Aim of the exercise: Copy out the lines of the listing starting at the one containing "Practice. Indicate each instance of the building" and ending at the one containing "x=73, y=1136", keeping every line, and add -140 to each answer coordinate while leaving the sample coordinates unchanged.

(Coordinate annotation records)
-.-.-

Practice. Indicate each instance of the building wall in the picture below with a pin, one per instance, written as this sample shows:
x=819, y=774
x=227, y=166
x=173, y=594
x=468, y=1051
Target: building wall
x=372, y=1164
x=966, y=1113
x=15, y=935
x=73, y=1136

-.-.-

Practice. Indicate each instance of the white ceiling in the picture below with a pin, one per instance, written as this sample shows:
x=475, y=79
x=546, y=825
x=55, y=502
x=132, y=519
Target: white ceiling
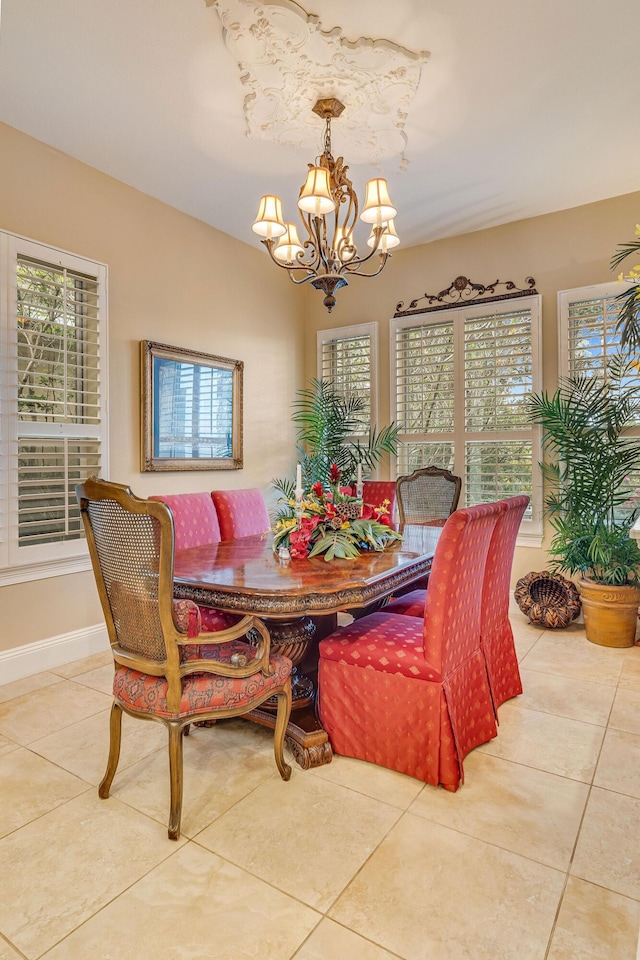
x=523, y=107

-.-.-

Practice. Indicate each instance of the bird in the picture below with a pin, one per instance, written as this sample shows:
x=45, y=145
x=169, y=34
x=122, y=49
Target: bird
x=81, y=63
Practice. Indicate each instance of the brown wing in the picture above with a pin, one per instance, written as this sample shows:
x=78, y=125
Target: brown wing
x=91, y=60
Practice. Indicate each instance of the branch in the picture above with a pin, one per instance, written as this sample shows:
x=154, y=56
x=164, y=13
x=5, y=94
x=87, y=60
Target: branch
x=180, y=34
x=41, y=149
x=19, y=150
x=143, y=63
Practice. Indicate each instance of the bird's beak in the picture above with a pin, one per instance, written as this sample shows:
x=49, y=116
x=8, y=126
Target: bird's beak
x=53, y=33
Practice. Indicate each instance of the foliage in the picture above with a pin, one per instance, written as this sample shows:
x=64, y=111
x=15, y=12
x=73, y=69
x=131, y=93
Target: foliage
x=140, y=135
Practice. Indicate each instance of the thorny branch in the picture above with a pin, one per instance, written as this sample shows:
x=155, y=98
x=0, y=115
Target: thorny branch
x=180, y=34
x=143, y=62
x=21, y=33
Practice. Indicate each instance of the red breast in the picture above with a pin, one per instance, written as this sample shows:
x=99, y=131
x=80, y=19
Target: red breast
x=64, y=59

-.-.-

Exercise output:
Practice. Indicate each instance of the building wall in the picture below with a pin, one per instance, written as this sample shows:
x=819, y=774
x=227, y=166
x=173, y=594
x=468, y=1051
Target: building wall
x=232, y=1024
x=826, y=973
x=-125, y=795
x=-67, y=996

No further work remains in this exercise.